4, on the road from Murfreesboro to Shelbyville; an Ohio officer's impressions of Middle Tennessee
Resumed the march at seven o'clock in the morning, the Third [Regiment] in advance. At one place on the road a young negro, perhaps eighteen years old, broke from his hiding in the woods, and with hat in hand and a broad grin on his face, came running to me. "Massa," said he, "I wants to go wid you." "I am sorry, my boy, that I can not take you. I am not permitted to do it." The light went out in the poor fellow's eyes in a moment, and, putting on his slouch hat, he went away sorrowful enough. It seems cruel to turn our backs on these, our only friends. If a dog came up wagging his tail at sight of us, we could not help liking him better than the master, who not only looks sullen and cross at our approach, but in his heart desires our destruction.
As we approach the Alabama line we find fewer, but handsomer houses; larger plantations, and negroes more numerous. We saw droves of women working in the fields. When their ears caught the first notes of the music, they would drop the hoe and come running to the road, their faces all aglow with pleasure. May we not hope that their darkened minds caught glimpses of the sun and a better life, now rising for them?
* * * *
We entered Shelbyville at noon. There were more Union people here than at Murfreesboro, and we saw many glad faces as we marched through the streets. The band made the sky ring with music, and the regiment deported splendidly. one old woman clapped her hands and thanked heaven that we had come at last. Apparently almost wild with joy, she shouted after us, "God be with you!"

◆ ◆ ◆

> [The problem] Copy everything in the account of the march through Middle Tennessee from "As we approach" down to "rising for them?", swapping "handsomer houses" for "grander houses".

> [Dataset excerpt]
◆ ◆ ◆

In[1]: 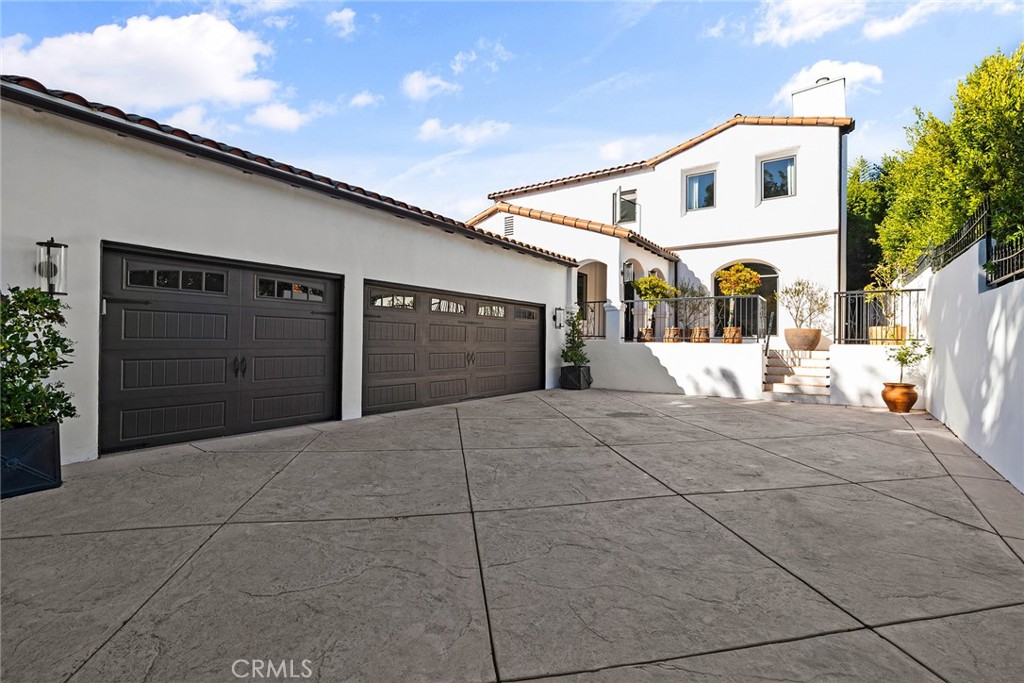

◆ ◆ ◆

> [Problem solution]
As we approach the Alabama line we find fewer, but grander houses; larger plantations, and negroes more numerous. We saw droves of women working in the fields. When their ears caught the first notes of the music, they would drop the hoe and come running to the road, their faces all aglow with pleasure. May we not hope that their darkened minds caught glimpses of the sun and a better life, now rising for them?